§ Anforderungen der Aufgabe
Gib die Zeilen unten wortgetreu wieder, beginnend mit der Zeile, die „window sill, each“ enthält, bis einschließlich zur letzten Zeile der Einträge.

========

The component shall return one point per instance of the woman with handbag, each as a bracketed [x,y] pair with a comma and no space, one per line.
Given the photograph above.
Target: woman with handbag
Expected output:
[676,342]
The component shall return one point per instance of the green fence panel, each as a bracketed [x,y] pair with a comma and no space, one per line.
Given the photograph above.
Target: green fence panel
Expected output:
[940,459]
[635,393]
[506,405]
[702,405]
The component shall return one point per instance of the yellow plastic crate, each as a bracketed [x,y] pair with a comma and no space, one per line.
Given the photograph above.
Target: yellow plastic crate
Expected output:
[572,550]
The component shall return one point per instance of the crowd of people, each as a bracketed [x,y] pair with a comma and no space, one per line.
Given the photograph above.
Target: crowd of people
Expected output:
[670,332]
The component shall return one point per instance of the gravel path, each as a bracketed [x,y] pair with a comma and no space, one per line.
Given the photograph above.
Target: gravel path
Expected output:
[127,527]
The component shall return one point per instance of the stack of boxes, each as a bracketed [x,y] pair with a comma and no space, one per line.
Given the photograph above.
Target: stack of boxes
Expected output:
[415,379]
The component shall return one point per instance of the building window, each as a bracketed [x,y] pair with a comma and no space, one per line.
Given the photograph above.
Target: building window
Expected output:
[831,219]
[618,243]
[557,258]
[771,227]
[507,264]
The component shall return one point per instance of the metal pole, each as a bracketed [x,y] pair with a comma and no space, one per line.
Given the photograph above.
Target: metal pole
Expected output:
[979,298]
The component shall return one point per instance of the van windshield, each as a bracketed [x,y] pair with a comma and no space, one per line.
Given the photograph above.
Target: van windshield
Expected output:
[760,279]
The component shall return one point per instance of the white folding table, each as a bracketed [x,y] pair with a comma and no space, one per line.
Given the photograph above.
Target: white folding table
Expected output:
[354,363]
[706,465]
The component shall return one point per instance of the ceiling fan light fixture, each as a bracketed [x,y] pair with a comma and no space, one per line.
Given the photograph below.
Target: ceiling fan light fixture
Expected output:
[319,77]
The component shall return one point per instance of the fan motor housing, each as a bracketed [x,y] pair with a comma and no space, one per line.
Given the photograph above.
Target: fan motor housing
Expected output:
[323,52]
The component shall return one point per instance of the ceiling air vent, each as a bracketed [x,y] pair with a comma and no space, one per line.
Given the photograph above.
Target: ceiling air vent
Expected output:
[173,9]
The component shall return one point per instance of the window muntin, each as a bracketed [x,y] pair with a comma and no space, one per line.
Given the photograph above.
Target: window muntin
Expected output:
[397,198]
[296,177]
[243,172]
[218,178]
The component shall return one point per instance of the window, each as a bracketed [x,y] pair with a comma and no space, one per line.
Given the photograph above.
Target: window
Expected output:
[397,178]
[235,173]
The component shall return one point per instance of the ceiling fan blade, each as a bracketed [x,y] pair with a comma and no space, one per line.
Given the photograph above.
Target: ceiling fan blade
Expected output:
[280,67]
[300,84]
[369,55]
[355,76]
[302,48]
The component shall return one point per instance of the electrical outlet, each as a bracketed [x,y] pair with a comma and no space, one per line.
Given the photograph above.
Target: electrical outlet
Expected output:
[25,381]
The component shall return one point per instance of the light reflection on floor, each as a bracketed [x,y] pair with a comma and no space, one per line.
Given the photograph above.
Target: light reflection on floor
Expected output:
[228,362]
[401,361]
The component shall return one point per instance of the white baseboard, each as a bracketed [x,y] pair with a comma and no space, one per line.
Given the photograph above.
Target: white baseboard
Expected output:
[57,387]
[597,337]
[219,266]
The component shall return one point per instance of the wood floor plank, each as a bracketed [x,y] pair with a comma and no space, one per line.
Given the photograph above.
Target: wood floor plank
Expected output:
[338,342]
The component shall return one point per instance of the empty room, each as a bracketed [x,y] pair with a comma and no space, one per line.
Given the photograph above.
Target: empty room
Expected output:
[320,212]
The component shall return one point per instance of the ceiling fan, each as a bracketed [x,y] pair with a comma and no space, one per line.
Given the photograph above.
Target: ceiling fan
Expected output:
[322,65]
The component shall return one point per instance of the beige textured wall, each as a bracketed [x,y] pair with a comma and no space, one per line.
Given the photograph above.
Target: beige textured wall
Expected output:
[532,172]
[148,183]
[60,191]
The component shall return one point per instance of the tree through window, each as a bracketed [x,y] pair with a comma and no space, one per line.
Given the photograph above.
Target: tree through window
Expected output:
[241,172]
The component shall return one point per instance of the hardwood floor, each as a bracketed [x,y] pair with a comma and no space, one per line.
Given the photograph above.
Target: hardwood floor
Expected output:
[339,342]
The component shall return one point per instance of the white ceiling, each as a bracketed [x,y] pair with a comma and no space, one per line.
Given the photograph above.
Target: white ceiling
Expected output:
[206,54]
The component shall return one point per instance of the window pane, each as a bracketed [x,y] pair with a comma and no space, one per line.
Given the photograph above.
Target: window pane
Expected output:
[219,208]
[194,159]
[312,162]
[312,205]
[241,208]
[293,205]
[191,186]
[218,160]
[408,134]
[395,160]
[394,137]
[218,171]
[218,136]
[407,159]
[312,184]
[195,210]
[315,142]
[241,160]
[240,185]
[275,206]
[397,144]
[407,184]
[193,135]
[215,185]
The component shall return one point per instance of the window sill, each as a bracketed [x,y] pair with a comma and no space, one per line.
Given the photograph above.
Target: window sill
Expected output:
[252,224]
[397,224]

========

§ Ausgabe zur Übung
The component shall return one point per instance of the window sill, each as a bracketed [x,y] pair with a comma and no space, one per line.
Given the photograph above.
Target: window sill
Expected output:
[252,224]
[397,224]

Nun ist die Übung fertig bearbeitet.